What is expected. Rewrite every line of the entries below as a Markdown table with the columns "Row" and "Line," numbering each row and skipping blank lines. Leave the pictures out of the table.

Coordinate annotation entries

....................

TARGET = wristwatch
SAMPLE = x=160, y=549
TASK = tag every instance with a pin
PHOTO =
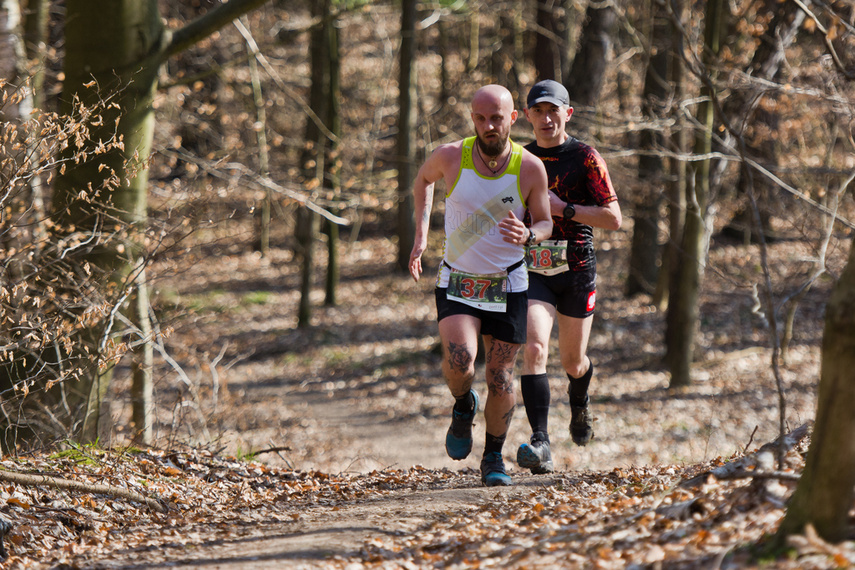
x=532, y=237
x=569, y=211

....................

Answer.
| Row | Line |
|---|---|
| 1 | TARGET = wristwatch |
| 2 | SAMPLE = x=160, y=549 |
| 3 | TASK = tag every instance with a pin |
| 4 | PHOTO = |
| 5 | x=532, y=237 |
| 6 | x=569, y=211 |